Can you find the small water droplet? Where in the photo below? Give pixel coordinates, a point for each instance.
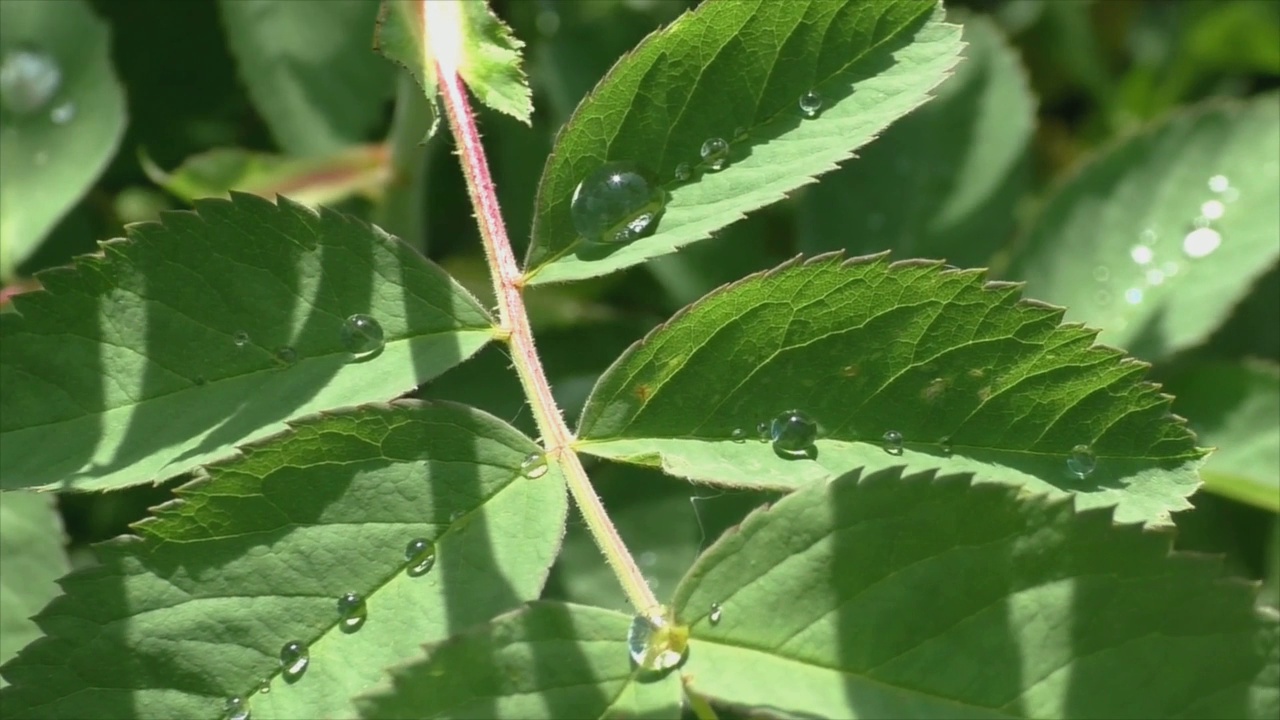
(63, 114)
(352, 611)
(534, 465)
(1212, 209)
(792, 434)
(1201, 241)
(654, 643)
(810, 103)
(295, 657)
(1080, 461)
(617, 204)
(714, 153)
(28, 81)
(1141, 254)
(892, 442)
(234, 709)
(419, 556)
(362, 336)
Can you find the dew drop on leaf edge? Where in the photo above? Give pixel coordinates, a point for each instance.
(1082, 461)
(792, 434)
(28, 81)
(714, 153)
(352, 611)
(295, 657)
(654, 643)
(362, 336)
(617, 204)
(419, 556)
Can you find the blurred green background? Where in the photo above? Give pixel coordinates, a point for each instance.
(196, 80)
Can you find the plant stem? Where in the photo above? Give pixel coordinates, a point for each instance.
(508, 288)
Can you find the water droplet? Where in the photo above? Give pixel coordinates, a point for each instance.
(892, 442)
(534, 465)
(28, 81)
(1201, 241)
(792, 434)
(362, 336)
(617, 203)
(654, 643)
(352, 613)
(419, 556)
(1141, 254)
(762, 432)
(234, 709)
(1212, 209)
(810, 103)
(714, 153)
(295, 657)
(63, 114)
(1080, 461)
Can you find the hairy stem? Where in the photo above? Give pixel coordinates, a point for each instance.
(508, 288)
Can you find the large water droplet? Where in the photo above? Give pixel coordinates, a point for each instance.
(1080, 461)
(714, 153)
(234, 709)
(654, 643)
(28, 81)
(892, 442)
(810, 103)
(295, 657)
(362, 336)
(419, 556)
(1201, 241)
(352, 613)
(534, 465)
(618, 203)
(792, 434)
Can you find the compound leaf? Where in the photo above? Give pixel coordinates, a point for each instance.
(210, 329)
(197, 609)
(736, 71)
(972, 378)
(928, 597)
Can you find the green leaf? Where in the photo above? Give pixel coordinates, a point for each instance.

_ _ _ _ _ _ _

● Your instructions: Reproduce every line from the one containing "Can you find the hairy" through the end of the entries, leaving all text unchanged except that each pixel coordinate in the answers is raised by 96.

● Response:
Can you find the hairy stem? Where in the photo above? Give pixel coordinates, a point for each instance.
(604, 384)
Can you find the large water droplet? Where in the photo above? Give pixel coordinates, a point for each instance.
(1176, 557)
(810, 249)
(330, 805)
(750, 739)
(124, 177)
(988, 538)
(906, 199)
(391, 753)
(458, 432)
(515, 652)
(1297, 337)
(448, 709)
(630, 561)
(714, 299)
(888, 530)
Can you find the compound leaf? Where in the photo above? Give pixel coordinates, a point for each instance.
(306, 425)
(293, 705)
(832, 167)
(1068, 474)
(1024, 693)
Can you find the green leaf? Where in the photo above? Give pixel coordinates, a point for each instance.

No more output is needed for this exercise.